The entries below should be copied exactly and completely.

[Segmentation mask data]
= = = = = = =

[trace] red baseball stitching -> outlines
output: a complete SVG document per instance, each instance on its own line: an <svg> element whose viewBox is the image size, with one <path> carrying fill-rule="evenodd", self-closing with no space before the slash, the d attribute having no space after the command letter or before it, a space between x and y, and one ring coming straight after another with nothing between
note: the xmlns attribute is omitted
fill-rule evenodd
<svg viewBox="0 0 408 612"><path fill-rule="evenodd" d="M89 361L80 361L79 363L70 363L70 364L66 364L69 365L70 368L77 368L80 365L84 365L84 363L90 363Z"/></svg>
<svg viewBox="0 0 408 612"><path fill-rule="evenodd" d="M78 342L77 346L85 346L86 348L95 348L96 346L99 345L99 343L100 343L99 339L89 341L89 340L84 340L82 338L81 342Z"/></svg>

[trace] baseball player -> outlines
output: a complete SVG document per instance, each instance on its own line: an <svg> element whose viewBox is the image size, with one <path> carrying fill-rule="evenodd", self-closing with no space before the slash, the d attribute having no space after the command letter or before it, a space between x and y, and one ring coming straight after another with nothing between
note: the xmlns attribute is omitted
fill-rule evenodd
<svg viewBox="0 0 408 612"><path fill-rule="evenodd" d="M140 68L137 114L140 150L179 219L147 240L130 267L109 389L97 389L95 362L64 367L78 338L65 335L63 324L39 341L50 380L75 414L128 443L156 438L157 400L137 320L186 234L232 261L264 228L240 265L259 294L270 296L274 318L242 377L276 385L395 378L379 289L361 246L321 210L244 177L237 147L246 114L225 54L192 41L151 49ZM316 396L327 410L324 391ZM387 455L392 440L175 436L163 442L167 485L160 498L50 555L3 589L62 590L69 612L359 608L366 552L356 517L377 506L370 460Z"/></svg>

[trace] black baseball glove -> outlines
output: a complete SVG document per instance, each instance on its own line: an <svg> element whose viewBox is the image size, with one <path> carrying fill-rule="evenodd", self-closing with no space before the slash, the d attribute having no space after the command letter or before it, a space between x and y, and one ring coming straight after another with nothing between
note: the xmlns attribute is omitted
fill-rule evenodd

= = = = = = =

■ Output for this exercise ■
[trace] red baseball stitching -> outlines
output: a complete SVG document per instance, each instance on its own line: an <svg> element whose viewBox is the image size, with one <path> carrying fill-rule="evenodd", self-closing with no space before the slash, the d attribute having no space after the command letter or before it, a space between x and y, and one ring coming straight after another with nothing between
note: the xmlns attribute is omitted
fill-rule evenodd
<svg viewBox="0 0 408 612"><path fill-rule="evenodd" d="M89 361L80 361L79 363L70 363L70 364L66 364L69 365L70 368L77 368L80 365L84 365L84 363L90 363Z"/></svg>
<svg viewBox="0 0 408 612"><path fill-rule="evenodd" d="M78 342L77 346L85 346L86 348L95 348L96 346L99 345L99 343L100 343L99 339L89 341L89 340L84 340L82 338L81 342Z"/></svg>

[trace] baseball player -> outlines
output: a complete SVG document per instance, each instance on its own line: an <svg> element whose viewBox is the image size, with one <path> carrying fill-rule="evenodd", self-closing with no space before the slash, the d attribute having no space after the command letter or before it, a space between x and y, and one ring coming straight after another with nothing between
note: the xmlns attribute is omitted
fill-rule evenodd
<svg viewBox="0 0 408 612"><path fill-rule="evenodd" d="M140 68L137 114L140 150L179 219L147 240L130 267L109 389L97 389L95 362L64 367L78 338L65 335L63 324L39 341L50 380L75 414L128 443L156 438L157 400L137 320L186 234L232 261L264 228L240 265L259 294L270 296L274 318L242 377L276 385L395 378L379 289L361 246L321 210L244 177L237 147L246 114L225 54L192 41L151 49ZM316 396L327 410L324 391ZM387 455L392 440L175 436L163 442L167 485L160 498L50 555L3 589L62 590L69 612L359 608L366 552L356 517L377 506L370 460Z"/></svg>

[trace] black baseball glove -> outlines
output: a complete SVG document per instance, each instance on its own line: an <svg> element whose viewBox is the image size, with one <path> carrying fill-rule="evenodd", self-closing with no space before the slash, the d attribute having no space after the command letter or before it, a space between x and y, and one ring coming straight after another with nothing between
note: the xmlns attribute is omitted
fill-rule evenodd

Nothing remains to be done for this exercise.